- **PROBLEM REQUIREMENTS**
Write out every line of the entries below as a numbered list, skipping blank lines and leaving out the pictures.

>> Start ROWS

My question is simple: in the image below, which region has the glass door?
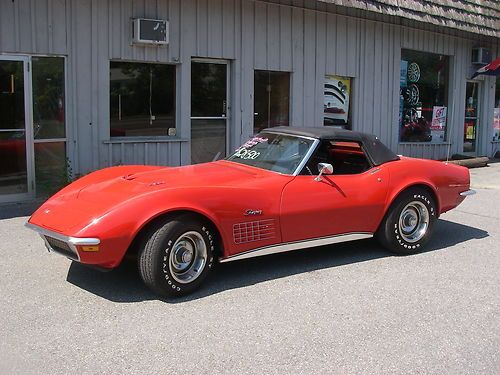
[0,55,33,202]
[463,81,480,155]
[191,60,229,164]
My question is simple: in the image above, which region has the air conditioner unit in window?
[132,18,169,45]
[472,47,491,65]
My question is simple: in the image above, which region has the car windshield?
[226,132,314,174]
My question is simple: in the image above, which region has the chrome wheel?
[398,201,429,243]
[168,231,207,284]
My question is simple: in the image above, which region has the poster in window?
[431,106,447,142]
[399,60,408,87]
[324,75,351,128]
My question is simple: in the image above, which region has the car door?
[280,141,389,242]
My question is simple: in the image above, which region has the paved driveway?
[0,165,500,374]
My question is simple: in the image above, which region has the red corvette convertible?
[27,127,473,296]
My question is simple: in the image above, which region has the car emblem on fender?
[245,208,262,216]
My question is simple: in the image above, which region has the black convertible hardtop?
[262,126,399,165]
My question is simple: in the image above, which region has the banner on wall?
[431,106,447,142]
[324,75,351,127]
[493,108,500,141]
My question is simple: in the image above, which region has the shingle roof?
[318,0,500,38]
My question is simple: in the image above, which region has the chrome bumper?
[460,190,476,197]
[24,222,101,261]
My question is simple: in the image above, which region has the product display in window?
[399,50,449,143]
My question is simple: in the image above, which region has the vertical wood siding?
[0,0,498,173]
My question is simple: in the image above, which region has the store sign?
[324,75,351,128]
[431,106,447,142]
[493,108,500,141]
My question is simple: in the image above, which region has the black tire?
[376,188,436,255]
[138,214,216,297]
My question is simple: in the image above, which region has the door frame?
[0,54,35,203]
[189,57,231,164]
[460,79,484,156]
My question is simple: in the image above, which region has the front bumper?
[25,223,101,262]
[460,190,476,197]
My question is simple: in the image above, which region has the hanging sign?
[324,75,351,127]
[431,106,447,142]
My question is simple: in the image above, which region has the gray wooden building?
[0,0,500,202]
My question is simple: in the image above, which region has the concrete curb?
[448,156,490,168]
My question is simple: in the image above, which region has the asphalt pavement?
[0,163,500,375]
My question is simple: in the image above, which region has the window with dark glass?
[32,57,68,196]
[301,140,370,175]
[399,50,449,143]
[254,70,290,133]
[110,61,175,137]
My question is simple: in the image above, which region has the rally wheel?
[138,214,216,297]
[377,189,436,254]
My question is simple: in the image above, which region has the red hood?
[29,161,276,234]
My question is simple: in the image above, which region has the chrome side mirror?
[314,163,333,181]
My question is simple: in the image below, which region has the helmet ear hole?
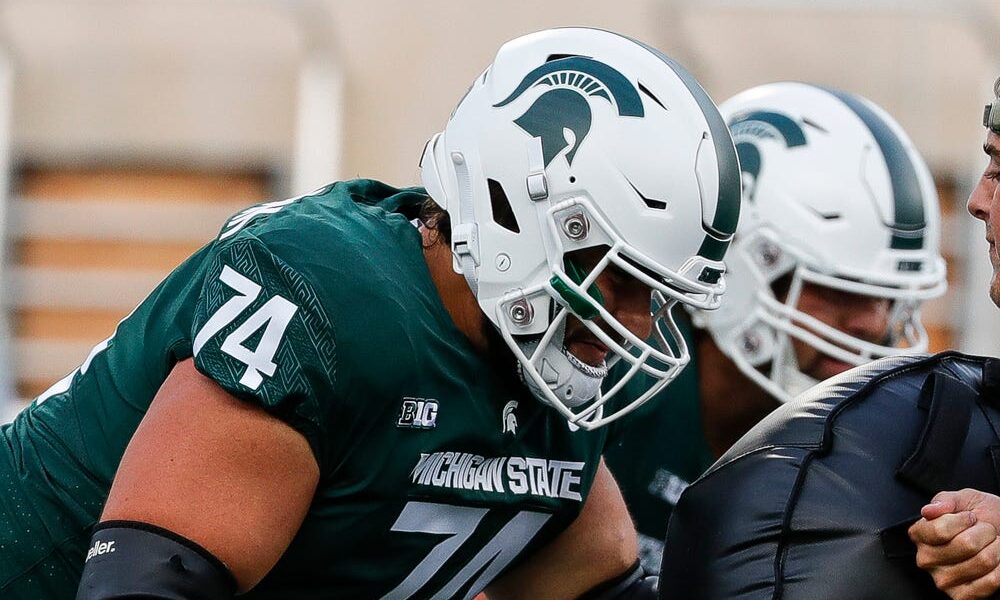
[486,179,521,233]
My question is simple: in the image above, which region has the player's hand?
[909,489,1000,600]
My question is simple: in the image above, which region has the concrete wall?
[0,0,1000,183]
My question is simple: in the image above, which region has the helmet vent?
[545,54,580,62]
[486,179,521,233]
[625,178,667,210]
[639,81,667,110]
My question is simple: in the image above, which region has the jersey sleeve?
[191,236,337,467]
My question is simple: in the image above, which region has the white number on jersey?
[192,265,298,390]
[382,502,552,600]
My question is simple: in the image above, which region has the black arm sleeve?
[76,521,236,600]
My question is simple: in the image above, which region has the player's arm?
[486,459,655,600]
[910,489,1000,600]
[78,360,319,600]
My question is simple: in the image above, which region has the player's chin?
[566,342,608,367]
[809,356,854,381]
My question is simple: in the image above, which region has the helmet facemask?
[713,231,945,402]
[496,197,725,429]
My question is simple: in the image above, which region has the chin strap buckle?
[525,137,549,202]
[451,223,480,294]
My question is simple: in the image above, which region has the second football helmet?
[421,28,740,429]
[696,82,946,401]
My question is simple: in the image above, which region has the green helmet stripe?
[820,88,926,250]
[629,38,741,260]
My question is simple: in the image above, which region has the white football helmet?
[421,28,740,429]
[695,83,946,402]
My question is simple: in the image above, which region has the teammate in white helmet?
[605,83,946,570]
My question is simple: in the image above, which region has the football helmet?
[695,82,946,402]
[421,28,740,429]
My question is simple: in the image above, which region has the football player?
[910,79,1000,600]
[605,83,946,571]
[0,29,740,600]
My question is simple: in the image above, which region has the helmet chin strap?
[518,319,608,408]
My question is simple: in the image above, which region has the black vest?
[660,352,1000,600]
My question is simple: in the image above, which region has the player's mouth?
[566,337,608,367]
[814,355,854,381]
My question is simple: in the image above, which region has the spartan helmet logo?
[501,400,517,435]
[495,56,644,167]
[729,110,806,202]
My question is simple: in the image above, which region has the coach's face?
[968,131,1000,306]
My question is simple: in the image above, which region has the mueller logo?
[83,540,115,562]
[396,398,438,429]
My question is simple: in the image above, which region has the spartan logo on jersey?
[729,110,806,202]
[494,56,644,167]
[502,400,517,435]
[396,398,438,429]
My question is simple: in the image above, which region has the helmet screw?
[757,242,781,268]
[741,331,761,356]
[507,298,535,326]
[563,213,590,240]
[497,252,510,272]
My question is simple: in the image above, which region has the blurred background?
[0,0,1000,421]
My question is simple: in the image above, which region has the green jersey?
[0,180,606,599]
[604,316,715,573]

>> End ROWS

- **RESPONSE TO THE EXERCISE**
1. My question is simple: in the image below, which region has the glass door?
2. [0,55,33,202]
3. [463,81,480,155]
4. [191,60,229,164]
5. My question is simple: in the image above, which region has the air conditioner unit in window?
6. [132,18,169,45]
7. [472,47,491,65]
8. My question is simple: in the image above, which region has the car windshield?
9. [226,132,314,174]
10. My question is simple: in the image above, which region has the chrome wheel?
11. [398,201,429,243]
12. [168,231,207,284]
13. My question is simple: in the image above, which region has the poster in window?
14. [431,106,447,142]
15. [399,60,408,87]
16. [324,75,351,128]
17. My question is simple: in the image above, which region has the car door?
18. [280,141,389,242]
19. My question is simple: in the image above, which region has the paved driveway?
20. [0,165,500,374]
21. My question is simple: in the image above, which region has the red corvette convertible?
22. [27,127,473,296]
23. My question is simple: in the image above, which region has the car emblem on fender?
24. [245,208,262,216]
25. My question is simple: in the image above, which region has the black convertible hardtop?
26. [262,126,399,165]
27. My question is simple: in the image above, which region has the banner on wall?
28. [431,106,447,142]
29. [324,75,351,127]
30. [493,108,500,141]
31. My question is simple: in the image above, which region has the shingle roof?
32. [318,0,500,38]
33. My question is simple: in the image above, which region has the chrome bumper?
34. [460,190,476,197]
35. [24,222,101,261]
36. My question is simple: in the image above, which region has the product display in window?
37. [399,50,449,143]
38. My question is simple: in the image above, which region has the vertical wood siding?
39. [0,0,498,173]
40. My question is simple: in the image above, which region has the store sign?
41. [324,75,351,128]
42. [431,106,447,142]
43. [493,108,500,141]
44. My question is simple: in the image above, which region has the black tire?
45. [376,188,436,255]
46. [138,214,216,297]
47. My question is simple: in the image above, which region has the door frame?
48. [0,54,35,203]
49. [189,57,231,164]
50. [460,79,484,156]
51. My question is simple: in the image above, which region has the front bumper?
52. [25,223,101,262]
53. [460,190,476,197]
54. My question is simple: in the image above, which region has the hanging sign?
55. [324,75,351,127]
56. [431,106,447,142]
57. My question is simple: in the image above, which region has the gray wooden building?
58. [0,0,500,202]
59. My question is simple: in the image above, which region has the concrete curb?
60. [448,156,490,168]
61. My question is simple: in the image above, which region has the asphalt pavement?
62. [0,163,500,375]
63. My question is simple: in the image above, which region has the window with dark glass?
64. [32,57,68,196]
65. [301,140,370,175]
66. [399,50,449,143]
67. [254,70,290,133]
68. [110,61,175,137]
69. My question is simple: in the image above, which region has the rally wheel?
70. [138,214,216,297]
71. [377,189,436,254]
72. My question is simple: in the image above, which region has the red hood?
73. [29,161,276,234]
74. My question is simple: in the image above, which region has the chrome side mirror?
75. [314,163,333,181]
76. My question is simple: in the image below, which region has the helmet ear hole?
77. [486,179,521,233]
78. My question is simple: in the image above, which region has the player's hand?
79. [909,489,1000,600]
80. My question is simple: in the image above, which region has the concrete wall?
81. [0,0,1000,183]
82. My question is simple: in the image above, which region has the helmet vent?
83. [545,54,580,62]
84. [486,179,521,233]
85. [625,178,667,210]
86. [639,81,667,110]
87. My question is simple: in the image above, which region has the jersey sleeve?
88. [191,236,337,467]
89. My question is simple: in the image above, which region has the white number on jersey?
90. [192,265,298,390]
91. [382,502,552,600]
92. My question is simple: in the image above, which region has the black arm sleeve?
93. [76,521,236,600]
94. My question is simple: in the image above, which region has the player's arm?
95. [486,459,655,600]
96. [910,489,1000,600]
97. [78,360,319,600]
98. My question is simple: in the image above, which region has the player's chin?
99. [566,342,608,367]
100. [809,356,854,381]
101. My question is simple: in the image above, which region has the helmet facemask?
102. [713,231,945,402]
103. [496,197,725,429]
104. My question is simple: in the image above, which region has the chin strap buckle?
105. [525,137,549,202]
106. [451,223,480,294]
107. My question is simple: in the image above, which region has the second football helmet?
108. [421,28,740,429]
109. [696,82,946,401]
110. My question is simple: in the image above, which region has the green helmet stripe?
111. [820,88,926,250]
112. [629,38,741,260]
113. My question is simple: in the image above, which region has the white football helmet?
114. [421,28,740,429]
115. [695,83,946,402]
116. My question is simple: in the image above, which region has the teammate in white helmet?
117. [605,83,946,570]
118. My question is simple: in the image above, which region has the football helmet?
119. [695,82,946,402]
120. [421,28,740,429]
121. My question is simple: in the image above, which region has the football player?
122. [910,79,1000,600]
123. [605,83,946,571]
124. [0,29,740,600]
125. My question is simple: in the image above, which region has the helmet chin strap?
126. [518,319,608,408]
127. My question is simple: in the image above, which region has the black vest?
128. [660,352,1000,600]
129. My question is simple: in the image above, which region has the player's mouth?
130. [566,337,608,367]
131. [814,355,854,381]
132. My question is simple: in the image above, which region has the spartan helmet logo?
133. [501,400,517,435]
134. [495,56,644,167]
135. [729,110,806,202]
136. My question is simple: in the image above, which region has the coach's face?
137. [968,131,1000,306]
138. My question is simple: in the image above, which region has the mueller logo?
139. [83,540,115,562]
140. [396,398,438,429]
141. My question is simple: in the image above, which region has the spartan logo on jersey?
142. [729,110,806,202]
143. [494,56,644,167]
144. [502,400,517,435]
145. [396,398,438,429]
146. My question is simple: in the image above, which region has the helmet screw?
147. [757,242,781,268]
148. [741,331,761,356]
149. [507,298,535,326]
150. [563,213,590,240]
151. [497,252,510,272]
152. My question is simple: in the image above, which region has the blurred background?
153. [0,0,1000,421]
154. My question is simple: in the image above, which region has the green jersey?
155. [0,180,606,599]
156. [604,316,715,573]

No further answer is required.